Lors de l'assemblée générale ordinaire du 3 septembre 1991, Y.________ a relevé que l'année 1990 avait été difficile et qu'une restructuration de B.________ avait été nécessaire. L'organe de contrôle a exprimé son désir de résilier son mandat, mais y a finalement renoncé.
Le 23 septembre 1991, W.________ a décidé de renouveler son mandat d'organe de contrôle à la condition que B.________ prenne une série de mesures concernant la gestion de la société.
Le 28 novembre 1991, une réunion du conseil d'administration de B.________ s'est tenue, en présence de Y.________, Z.________, A.X.________ et d'un représentant de W.________. A cette occasion, il a été exposé que la situation financière de la société était très grave, que la dette était d'environ 20 millions de francs, dont 11 millions n'étaient pas couverts. Les administrateurs ont proposé d'apporter chacun des nouveaux capitaux pour faire face aux engagements de B.________.
Le 19 décembre 1991, W.________ a informé l'assemblée générale extraordinaire de B.________ qu'elle avait découvert que la totalité des titres déposés par B.________ auprès de C.________, y compris les titres appartenant aux clients, étaient engagés en faveur de cette dernière. W.________ a indiqué que des mesures pour libérer les dépôts des clients qui n'auraient pas autorisé la société à mettre leurs titres en gage devaient être prises de toute urgence. Elle a également réclamé les procès-verbaux des dernières séances du conseil d'administration et a relevé une augmentation des charges lui semblant inquiétante. La perte au 13 décembre 1991 s'élevait à 1'160'000 fr. Elle a encore souligné que la situation s'était détériorée concernant les créances envers les débiteurs en blanc de B.________, dont 8'000'000 fr. concernaient des débiteurs douteux. W.________ invitait donc B.________ à prendre rapidement des mesures d'assainissement, à défaut de quoi, il faudrait déposer le bilan. Relevant divers autres dysfonctionnements, l'organe de contrôle menaçait à nouveau de donner sa démission si B.________ ne donnait pas suite à ses recommandations.
Par convention du 22 décembre 1991, les administrateurs se sont engagés à verser 14'300'000 fr. au total, correspondant au montant jugé nécessaire pour assainir la société. Ce plan d'assainissement a été approuvé au cours de l'assemblée générale extraordinaire des actionnaires de B.________ qui s'est tenue entre le 16 et le 22 décembre 1991.
Lors de l'assemblée générale du 16 janvier 1992, l'organe de contrôle a fait état des différentes étapes du mécanisme d'assainissement et a souligné la nécessité d'établir un rapport de révision spécial en vue de la réduction du capital, aux fins de supprimer le solde déficitaire au bilan après assainissement. Z.________ et A.X.________ ont donné leur démission; Y.________ est resté l'administrateur unique de B.________.
Le 17 février 1992, W.________ a été informée par les époux X.________ du fait que, par erreur, un montant avait été débité d'un de leurs comptes auprès de B.________ en octobre 1991, mais qu'ils ne pouvaient le récupérer, bien que Y.________ en ait donné l'ordre à la banque le 18 décembre 1991, car B.________ n'avait pas les liquidités nécessaires. L'organe de contrôle a conseillé à B.________ de provisionner ce poste à hauteur de 225'000 fr. Une garantie de paiement a été émise le 27 février 1992 par C.________, qui s'engageait irrévocablement et à première requête à verser 250'000 fr. aux époux X.________ si ceux-ci obtenaient un jugement en leur faveur à l'encontre de B.________.

Données fournies =
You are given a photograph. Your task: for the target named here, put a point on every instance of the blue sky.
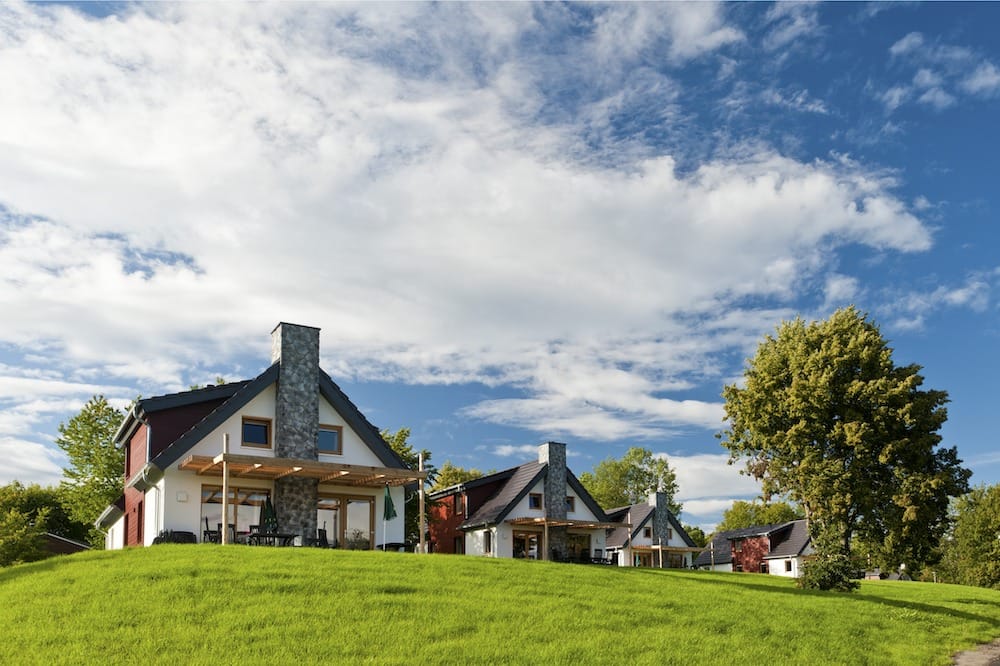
(512, 222)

Consigne =
Restituez mot pour mot le passage du texte qui va de « Lors de l'assemblée générale du » jusqu'à « unique de B.________. » inclus.

Réponse =
Lors de l'assemblée générale du 16 janvier 1992, l'organe de contrôle a fait état des différentes étapes du mécanisme d'assainissement et a souligné la nécessité d'établir un rapport de révision spécial en vue de la réduction du capital, aux fins de supprimer le solde déficitaire au bilan après assainissement. Z.________ et A.X.________ ont donné leur démission; Y.________ est resté l'administrateur unique de B.________.